Start of Given passage

Session: 11-03-01 Data Science Applications in Drilling

Submission Number: 157430

Borehole Trajectory Modeling Using Circular Arcs, Constant Curvature and Toolface, and Sections With Constant Build-Up and Turn Rates 

Wellbore trajectories are often represented by numerous survey stations, either because they reflect the measurement data or because they were generated by a planning-stage algorithm using generative algorithms. The number of points in a trajectory can become very large, particularly when continuous inclinations and azimuths, as provided by rotary steerable systems (RSS), are considered. Such fine discretization of trajectories is not always practical, especially for tasks like torque and drag or hydraulic calculations. In these cases, a smoother representation of the wellbore would be more beneficial, offering a form better suited for hydro-mechanical analyses.

End of Given passage
Start of Provided material

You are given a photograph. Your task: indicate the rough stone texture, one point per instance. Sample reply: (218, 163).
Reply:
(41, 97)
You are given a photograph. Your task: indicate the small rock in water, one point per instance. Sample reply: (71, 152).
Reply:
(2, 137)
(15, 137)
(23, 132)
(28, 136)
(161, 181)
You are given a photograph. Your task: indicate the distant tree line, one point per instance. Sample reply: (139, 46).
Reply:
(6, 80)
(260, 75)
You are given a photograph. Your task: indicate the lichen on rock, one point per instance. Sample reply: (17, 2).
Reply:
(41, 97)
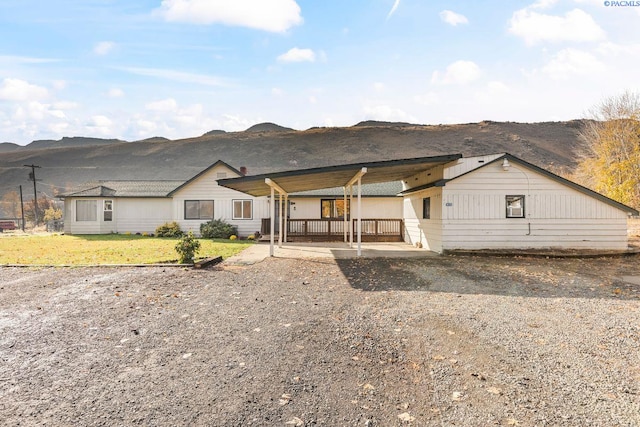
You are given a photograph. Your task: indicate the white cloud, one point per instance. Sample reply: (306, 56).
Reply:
(379, 87)
(20, 90)
(269, 15)
(115, 93)
(459, 72)
(103, 48)
(453, 18)
(298, 55)
(429, 98)
(570, 62)
(165, 105)
(575, 25)
(65, 105)
(178, 76)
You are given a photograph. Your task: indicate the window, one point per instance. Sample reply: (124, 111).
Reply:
(426, 208)
(108, 210)
(243, 209)
(515, 206)
(198, 209)
(86, 210)
(333, 208)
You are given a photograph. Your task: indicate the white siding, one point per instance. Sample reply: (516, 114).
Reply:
(556, 216)
(139, 215)
(372, 207)
(205, 187)
(427, 232)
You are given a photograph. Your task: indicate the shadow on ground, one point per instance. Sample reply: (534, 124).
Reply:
(605, 277)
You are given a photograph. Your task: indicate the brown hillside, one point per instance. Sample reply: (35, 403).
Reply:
(550, 145)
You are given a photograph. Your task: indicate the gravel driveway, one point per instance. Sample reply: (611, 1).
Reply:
(443, 341)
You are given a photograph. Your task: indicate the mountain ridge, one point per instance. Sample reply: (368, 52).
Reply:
(551, 145)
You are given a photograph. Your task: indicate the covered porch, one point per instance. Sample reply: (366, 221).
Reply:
(351, 178)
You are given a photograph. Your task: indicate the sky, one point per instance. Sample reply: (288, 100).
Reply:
(134, 69)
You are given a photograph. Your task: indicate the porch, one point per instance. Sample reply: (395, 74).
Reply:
(333, 230)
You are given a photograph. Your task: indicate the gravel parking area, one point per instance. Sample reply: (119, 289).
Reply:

End of Provided material

Questions:
**A)** List the three ways of modeling borehole trajectories that the title of the drilling abstract names.
**B)** Copy the drilling abstract starting at "Submission Number: 157430" and ending at "for hydro-mechanical analyses.", swapping "survey stations" for "measurement points".
The listing is separate material and is unrelated to the drilling abstract.

Solution list:
**A)**
- Circular arcs
- Constant curvature and toolface
- Sections with constant build-up and turn rates

**B)**
Submission Number: 157430

Borehole Trajectory Modeling Using Circular Arcs, Constant Curvature and Toolface, and Sections With Constant Build-Up and Turn Rates 

Wellbore trajectories are often represented by numerous measurement points, either because they reflect the measurement data or because they were generated by a planning-stage algorithm using generative algorithms. The number of points in a trajectory can become very large, particularly when continuous inclinations and azimuths, as provided by rotary steerable systems (RSS), are considered. Such fine discretization of trajectories is not always practical, especially for tasks like torque and drag or hydraulic calculations. In these cases, a smoother representation of the wellbore would be more beneficial, offering a form better suited for hydro-mechanical analyses.